Task instructions:
Once the images are set aside, output the listing exactly as it stands.
Segment Start: Data for this task
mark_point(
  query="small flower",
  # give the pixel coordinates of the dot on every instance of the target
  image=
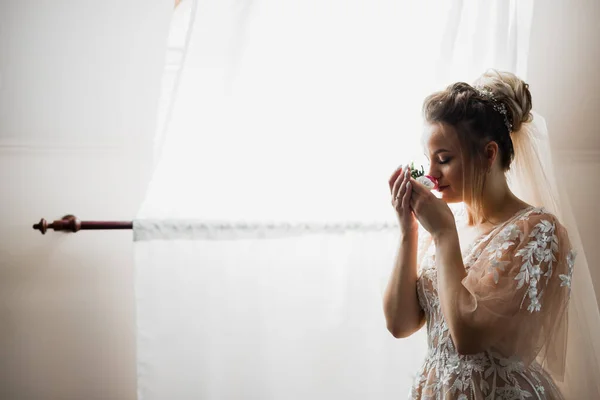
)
(426, 180)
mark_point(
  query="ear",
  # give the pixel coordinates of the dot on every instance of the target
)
(491, 153)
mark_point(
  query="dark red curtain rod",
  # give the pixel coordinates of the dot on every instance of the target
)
(71, 223)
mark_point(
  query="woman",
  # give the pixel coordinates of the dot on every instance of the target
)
(492, 283)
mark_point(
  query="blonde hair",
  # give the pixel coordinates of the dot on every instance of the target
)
(477, 122)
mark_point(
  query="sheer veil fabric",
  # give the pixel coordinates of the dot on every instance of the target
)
(572, 353)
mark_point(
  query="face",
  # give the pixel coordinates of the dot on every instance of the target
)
(442, 149)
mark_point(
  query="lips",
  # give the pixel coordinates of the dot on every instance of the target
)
(434, 180)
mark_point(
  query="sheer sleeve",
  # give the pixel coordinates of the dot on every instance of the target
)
(519, 286)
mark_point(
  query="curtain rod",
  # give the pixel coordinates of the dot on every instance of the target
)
(71, 223)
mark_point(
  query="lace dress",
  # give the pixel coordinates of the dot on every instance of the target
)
(518, 277)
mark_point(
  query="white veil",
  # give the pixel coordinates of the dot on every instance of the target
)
(575, 364)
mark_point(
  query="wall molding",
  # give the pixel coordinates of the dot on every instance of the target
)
(77, 143)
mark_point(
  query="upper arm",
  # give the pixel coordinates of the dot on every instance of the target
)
(520, 284)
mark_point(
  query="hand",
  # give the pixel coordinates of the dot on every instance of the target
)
(401, 194)
(432, 213)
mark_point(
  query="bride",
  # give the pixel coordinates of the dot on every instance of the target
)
(491, 281)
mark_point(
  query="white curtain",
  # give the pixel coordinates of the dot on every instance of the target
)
(267, 235)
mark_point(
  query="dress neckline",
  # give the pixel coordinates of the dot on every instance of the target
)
(484, 236)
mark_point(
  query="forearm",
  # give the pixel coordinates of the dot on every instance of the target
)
(453, 295)
(402, 311)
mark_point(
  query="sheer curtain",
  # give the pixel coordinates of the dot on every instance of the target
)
(267, 235)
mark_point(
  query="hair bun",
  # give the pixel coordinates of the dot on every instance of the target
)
(512, 91)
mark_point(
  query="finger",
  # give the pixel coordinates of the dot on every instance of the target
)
(402, 189)
(394, 176)
(413, 204)
(397, 184)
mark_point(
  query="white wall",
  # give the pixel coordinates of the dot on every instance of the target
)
(78, 85)
(563, 74)
(78, 97)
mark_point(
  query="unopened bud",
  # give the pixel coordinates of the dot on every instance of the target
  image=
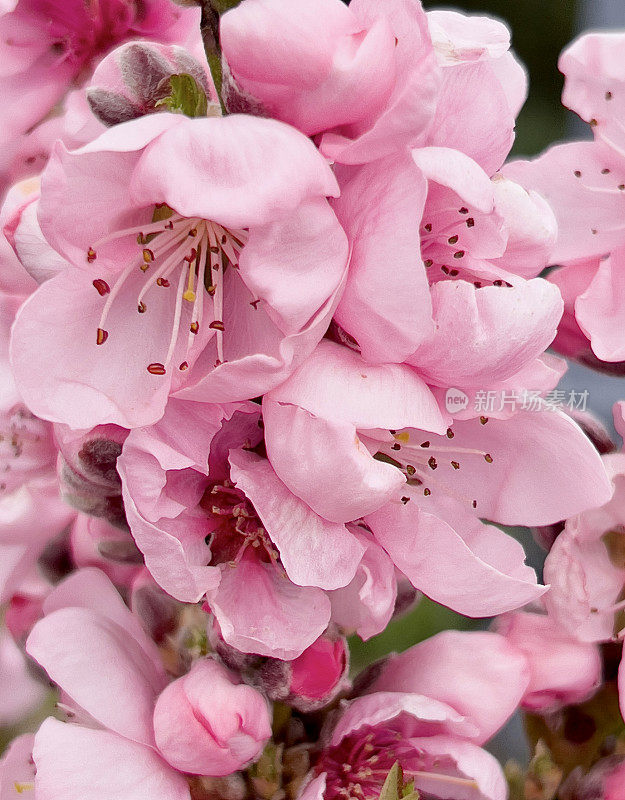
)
(206, 723)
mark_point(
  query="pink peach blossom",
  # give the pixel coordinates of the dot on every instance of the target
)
(47, 45)
(94, 648)
(207, 723)
(338, 411)
(424, 735)
(234, 340)
(213, 519)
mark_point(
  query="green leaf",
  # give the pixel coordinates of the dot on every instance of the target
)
(393, 785)
(185, 97)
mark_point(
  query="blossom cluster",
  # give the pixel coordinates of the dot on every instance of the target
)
(251, 252)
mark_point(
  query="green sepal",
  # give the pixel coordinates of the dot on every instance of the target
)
(185, 97)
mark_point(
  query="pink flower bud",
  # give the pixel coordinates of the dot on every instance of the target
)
(205, 723)
(563, 670)
(87, 470)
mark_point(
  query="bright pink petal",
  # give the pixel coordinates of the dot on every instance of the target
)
(487, 335)
(76, 762)
(260, 611)
(336, 384)
(479, 674)
(324, 463)
(314, 552)
(419, 714)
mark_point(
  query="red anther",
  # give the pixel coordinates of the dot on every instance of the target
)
(101, 286)
(156, 369)
(101, 336)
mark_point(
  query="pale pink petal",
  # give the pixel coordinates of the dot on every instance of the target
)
Segment End: Data for this task
Answer to the exercise:
mark_point(
  query="small flower",
  # give the pixel coordinates of the dot on every instance of the target
  image=
)
(426, 180)
mark_point(
  query="ear",
  # give the pixel coordinates of the dot on every instance of the target
)
(491, 153)
mark_point(
  query="dark red curtain rod",
  # give the pixel coordinates of the dot on every instance of the target
)
(71, 223)
mark_point(
  query="woman",
  # give the pixel coordinates of the dot on every instance of the target
)
(492, 283)
mark_point(
  query="blonde hair",
  # give the pixel coordinates of the dot on every instance of the target
)
(477, 122)
mark_point(
  query="sheer veil fabric",
  # give the pixel coordinates of the dot on every instance of the target
)
(572, 353)
mark_point(
  query="face",
  # give the pixel coordinates of the dot on every instance of the target
)
(442, 149)
mark_point(
  query="lips",
  # give the pixel coordinates of the dot on every instance of the target
)
(434, 180)
mark_point(
  query="sheer sleeve",
  # give the pixel coordinates of the dot on every instance of the target
)
(519, 286)
mark_point(
  query="curtain rod",
  # give the pixel coordinates of the dot on every instance of the target
)
(71, 223)
mark_point(
  query="lace dress",
  # give the pixel coordinates of the dot on every instance of the target
)
(518, 277)
mark_point(
  query="white veil",
  # give the pixel coordinates of the dot on every instance of the target
)
(575, 364)
mark_point(
  query="wall molding",
  # give the pixel coordinates of the dot on every instance of the target
)
(77, 143)
mark_point(
  query="upper arm",
  # give the pixel coordinates of the dot on every instance of the target
)
(520, 284)
mark_point(
  query="hand",
  # give the pixel coordinates of the dot on every instance of the target
)
(401, 194)
(432, 213)
mark_point(
  query="bride",
  # give the pixel coordinates of the dot on every instance of the target
)
(491, 281)
mark_point(
  query="white curtain",
  # give the pixel coordinates of the dot on every instance of the target
)
(267, 235)
mark_point(
  query="dress neckline",
  # give the pixel coordinates of the dot on every instance of the target
)
(484, 236)
mark_point(
  query="forearm",
  # give the pixel coordinates of the dot on every instance of the target
)
(453, 295)
(402, 311)
mark_point(
  query="sheer curtain",
  # give the pixel coordinates of the dot on every instance of the target
)
(267, 235)
mark_point(
  query="hair bun",
  # give the pixel coordinates of the dot on every instance of the target
)
(512, 91)
mark_point(
  query="finger",
  # give the pixel coordinates of the dot on every instance of the target
)
(402, 189)
(394, 176)
(413, 204)
(397, 184)
mark_point(
  query="white wall",
  # give the pixel coordinates of the dot on every instance of the target
)
(78, 85)
(563, 74)
(78, 97)
mark_point(
  query="unopened bud",
  # give the pixel coordinates of the dot on every instance of the target
  image=
)
(206, 723)
mark_point(
  query="pink peach blossom",
  # give the pixel coordinates of the dot on every instance of the target
)
(47, 45)
(94, 648)
(207, 723)
(338, 411)
(424, 735)
(234, 340)
(213, 519)
mark_point(
  query="green leaf",
  # give the pixel coordinates of the dot on every instance of the target
)
(393, 785)
(185, 97)
mark_point(
  query="blossom cluster",
  # give the pixel coordinates of the dot on every instance of the target
)
(251, 252)
mark_point(
  query="green sepal",
  # give the pixel coordinates of the dot on every instance of the target
)
(185, 97)
mark_point(
  query="pink flower bud",
  # give the pixel coordinates of the dot on every instance of the target
)
(205, 723)
(563, 670)
(87, 470)
mark_point(
  query="bright pink petal",
  # give the pixel coordinates of the dot on every instance of the target
)
(487, 335)
(76, 762)
(260, 611)
(336, 384)
(479, 674)
(324, 463)
(314, 552)
(419, 714)
mark_point(
  query="red anther",
  # give the pixel coordinates of the dot on every instance of the target
)
(101, 286)
(156, 369)
(101, 336)
mark_point(
  query="pale pink petal",
  # give the pixel coordinates of the dot on every instance of the target
)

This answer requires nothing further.